Top of DATA SUPPLIED
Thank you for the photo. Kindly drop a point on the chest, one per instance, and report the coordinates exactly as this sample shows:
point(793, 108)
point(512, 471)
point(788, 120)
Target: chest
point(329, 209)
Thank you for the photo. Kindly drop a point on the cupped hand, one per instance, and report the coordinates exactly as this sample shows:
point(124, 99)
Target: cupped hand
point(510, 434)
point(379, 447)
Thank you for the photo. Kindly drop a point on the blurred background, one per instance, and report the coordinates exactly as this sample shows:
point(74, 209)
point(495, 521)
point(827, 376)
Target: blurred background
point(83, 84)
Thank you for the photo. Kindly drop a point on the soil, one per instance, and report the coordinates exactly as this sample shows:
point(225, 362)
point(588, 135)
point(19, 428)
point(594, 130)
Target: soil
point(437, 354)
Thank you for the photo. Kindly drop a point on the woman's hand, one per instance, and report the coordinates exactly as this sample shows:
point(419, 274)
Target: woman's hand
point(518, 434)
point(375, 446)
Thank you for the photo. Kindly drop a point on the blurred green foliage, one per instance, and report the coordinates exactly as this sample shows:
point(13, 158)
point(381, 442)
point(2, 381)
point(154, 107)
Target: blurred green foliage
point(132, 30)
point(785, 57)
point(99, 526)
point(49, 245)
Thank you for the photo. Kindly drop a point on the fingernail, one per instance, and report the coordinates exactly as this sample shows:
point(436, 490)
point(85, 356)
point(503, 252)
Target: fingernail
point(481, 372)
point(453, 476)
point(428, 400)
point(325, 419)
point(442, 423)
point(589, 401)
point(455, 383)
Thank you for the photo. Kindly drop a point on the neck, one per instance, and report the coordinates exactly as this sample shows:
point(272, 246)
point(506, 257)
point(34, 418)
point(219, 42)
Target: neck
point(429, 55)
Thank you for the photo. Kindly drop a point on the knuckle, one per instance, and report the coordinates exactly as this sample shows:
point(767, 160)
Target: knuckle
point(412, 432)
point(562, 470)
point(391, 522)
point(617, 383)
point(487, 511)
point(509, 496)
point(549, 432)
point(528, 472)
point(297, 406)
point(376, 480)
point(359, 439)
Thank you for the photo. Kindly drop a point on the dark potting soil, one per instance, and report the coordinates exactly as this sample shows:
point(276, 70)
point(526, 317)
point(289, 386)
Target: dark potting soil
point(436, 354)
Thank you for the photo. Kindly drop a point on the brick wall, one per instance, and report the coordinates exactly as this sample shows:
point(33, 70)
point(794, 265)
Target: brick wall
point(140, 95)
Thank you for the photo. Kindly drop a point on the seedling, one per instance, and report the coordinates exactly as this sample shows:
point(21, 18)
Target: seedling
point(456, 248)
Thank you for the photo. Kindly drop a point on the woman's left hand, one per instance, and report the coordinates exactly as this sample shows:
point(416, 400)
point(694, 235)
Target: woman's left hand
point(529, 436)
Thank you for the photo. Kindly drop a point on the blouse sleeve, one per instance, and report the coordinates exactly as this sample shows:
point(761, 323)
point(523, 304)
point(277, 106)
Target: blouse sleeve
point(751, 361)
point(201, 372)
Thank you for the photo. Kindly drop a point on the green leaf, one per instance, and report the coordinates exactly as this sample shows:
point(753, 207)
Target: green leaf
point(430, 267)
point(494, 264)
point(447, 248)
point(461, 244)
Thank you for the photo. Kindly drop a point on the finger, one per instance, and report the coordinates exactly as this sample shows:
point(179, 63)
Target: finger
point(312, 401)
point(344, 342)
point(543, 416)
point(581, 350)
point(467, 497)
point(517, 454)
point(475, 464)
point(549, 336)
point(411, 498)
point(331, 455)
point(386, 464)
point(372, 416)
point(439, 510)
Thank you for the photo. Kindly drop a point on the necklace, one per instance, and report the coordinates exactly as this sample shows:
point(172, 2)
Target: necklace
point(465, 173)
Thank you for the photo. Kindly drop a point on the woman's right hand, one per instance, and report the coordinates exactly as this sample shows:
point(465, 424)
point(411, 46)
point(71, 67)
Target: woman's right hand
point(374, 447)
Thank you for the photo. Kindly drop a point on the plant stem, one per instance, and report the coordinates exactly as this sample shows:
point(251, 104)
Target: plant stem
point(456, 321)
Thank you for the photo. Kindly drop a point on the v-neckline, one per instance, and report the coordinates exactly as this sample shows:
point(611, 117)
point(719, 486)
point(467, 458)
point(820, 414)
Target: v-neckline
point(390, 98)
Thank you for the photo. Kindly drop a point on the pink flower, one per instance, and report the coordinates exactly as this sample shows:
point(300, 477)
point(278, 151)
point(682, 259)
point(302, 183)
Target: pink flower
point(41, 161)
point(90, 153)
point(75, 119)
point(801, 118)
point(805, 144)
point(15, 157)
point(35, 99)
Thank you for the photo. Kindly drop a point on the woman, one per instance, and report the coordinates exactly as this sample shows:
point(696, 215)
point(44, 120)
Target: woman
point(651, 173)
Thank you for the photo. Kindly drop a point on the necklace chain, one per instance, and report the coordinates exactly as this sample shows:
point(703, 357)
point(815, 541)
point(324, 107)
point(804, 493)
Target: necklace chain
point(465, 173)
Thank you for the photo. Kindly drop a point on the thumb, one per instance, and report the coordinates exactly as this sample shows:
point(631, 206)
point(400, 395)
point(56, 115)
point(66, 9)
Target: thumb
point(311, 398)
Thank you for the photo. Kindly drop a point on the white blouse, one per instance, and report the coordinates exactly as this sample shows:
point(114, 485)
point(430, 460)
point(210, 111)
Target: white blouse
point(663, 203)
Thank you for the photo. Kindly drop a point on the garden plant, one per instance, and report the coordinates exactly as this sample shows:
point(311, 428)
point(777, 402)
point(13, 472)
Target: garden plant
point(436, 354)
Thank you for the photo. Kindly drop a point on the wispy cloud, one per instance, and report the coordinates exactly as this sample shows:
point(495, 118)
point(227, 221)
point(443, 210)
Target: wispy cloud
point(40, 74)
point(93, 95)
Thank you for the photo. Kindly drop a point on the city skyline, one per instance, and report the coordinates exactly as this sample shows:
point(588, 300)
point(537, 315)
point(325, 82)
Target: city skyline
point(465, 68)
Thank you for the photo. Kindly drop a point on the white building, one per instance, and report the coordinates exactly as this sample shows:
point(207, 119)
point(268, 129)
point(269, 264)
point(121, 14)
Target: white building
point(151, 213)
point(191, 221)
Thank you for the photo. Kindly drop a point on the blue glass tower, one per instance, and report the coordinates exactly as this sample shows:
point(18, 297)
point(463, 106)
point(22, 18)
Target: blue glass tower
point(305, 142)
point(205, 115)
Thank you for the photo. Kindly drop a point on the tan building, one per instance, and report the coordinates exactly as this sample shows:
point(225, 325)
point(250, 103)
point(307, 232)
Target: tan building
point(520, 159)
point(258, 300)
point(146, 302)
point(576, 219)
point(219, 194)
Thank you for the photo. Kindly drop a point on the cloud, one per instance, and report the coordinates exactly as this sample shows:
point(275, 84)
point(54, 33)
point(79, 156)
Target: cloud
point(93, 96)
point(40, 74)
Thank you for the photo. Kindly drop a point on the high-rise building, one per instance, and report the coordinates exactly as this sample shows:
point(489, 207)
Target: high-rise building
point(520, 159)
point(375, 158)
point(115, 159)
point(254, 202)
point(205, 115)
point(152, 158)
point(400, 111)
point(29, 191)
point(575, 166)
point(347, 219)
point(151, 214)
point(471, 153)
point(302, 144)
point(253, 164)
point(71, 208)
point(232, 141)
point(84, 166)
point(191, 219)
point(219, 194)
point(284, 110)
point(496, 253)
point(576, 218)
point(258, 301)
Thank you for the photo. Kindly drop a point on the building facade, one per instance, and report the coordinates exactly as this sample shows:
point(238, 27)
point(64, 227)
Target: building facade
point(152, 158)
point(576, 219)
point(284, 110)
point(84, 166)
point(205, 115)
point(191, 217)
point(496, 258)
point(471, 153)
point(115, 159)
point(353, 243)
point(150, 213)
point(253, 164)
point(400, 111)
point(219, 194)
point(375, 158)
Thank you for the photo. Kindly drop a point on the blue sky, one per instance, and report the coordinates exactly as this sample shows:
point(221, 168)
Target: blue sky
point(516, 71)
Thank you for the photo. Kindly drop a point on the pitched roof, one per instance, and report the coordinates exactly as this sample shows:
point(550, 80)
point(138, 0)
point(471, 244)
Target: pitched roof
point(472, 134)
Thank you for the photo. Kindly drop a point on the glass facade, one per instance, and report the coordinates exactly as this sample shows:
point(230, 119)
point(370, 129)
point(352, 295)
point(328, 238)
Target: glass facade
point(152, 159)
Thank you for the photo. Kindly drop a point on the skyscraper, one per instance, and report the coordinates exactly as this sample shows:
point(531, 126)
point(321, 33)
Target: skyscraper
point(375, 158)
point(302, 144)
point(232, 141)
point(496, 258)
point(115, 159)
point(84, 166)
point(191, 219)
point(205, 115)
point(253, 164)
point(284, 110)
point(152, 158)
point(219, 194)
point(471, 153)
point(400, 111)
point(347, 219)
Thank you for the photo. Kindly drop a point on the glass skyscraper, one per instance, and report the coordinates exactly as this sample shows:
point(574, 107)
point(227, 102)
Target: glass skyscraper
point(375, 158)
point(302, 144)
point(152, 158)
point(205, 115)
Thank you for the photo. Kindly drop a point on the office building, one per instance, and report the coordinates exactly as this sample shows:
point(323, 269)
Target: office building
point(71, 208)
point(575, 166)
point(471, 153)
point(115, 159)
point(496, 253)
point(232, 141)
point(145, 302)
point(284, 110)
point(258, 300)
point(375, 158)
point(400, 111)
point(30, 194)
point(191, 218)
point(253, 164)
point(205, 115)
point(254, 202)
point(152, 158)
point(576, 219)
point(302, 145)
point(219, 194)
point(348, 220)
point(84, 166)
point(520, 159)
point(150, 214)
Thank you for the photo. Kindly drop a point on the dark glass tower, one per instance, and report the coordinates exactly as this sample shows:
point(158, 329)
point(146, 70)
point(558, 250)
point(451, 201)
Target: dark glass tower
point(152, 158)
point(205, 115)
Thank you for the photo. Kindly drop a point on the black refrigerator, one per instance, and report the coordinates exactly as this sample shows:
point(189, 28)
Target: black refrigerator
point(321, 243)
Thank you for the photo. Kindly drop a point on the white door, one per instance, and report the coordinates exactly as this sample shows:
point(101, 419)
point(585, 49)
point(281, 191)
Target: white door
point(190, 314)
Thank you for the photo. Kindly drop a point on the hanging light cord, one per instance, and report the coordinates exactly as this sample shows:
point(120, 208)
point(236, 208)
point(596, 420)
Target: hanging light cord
Bottom of DATA SUPPLIED
EXERCISE REQUIREMENTS:
Retype exactly the lines from the first line of the records above through the line containing "on the cupped", both included, and nothing else.

ANSWER FOR THIS EXERCISE:
Thank you for the photo. Kindly drop a point on the chest, one per instance, and report the coordinates exactly as this sample shows:
point(793, 108)
point(512, 471)
point(788, 120)
Target: chest
point(329, 209)
Thank you for the photo. Kindly drop a point on the cupped hand, one per instance, and report the coordinates exactly as this sample shows:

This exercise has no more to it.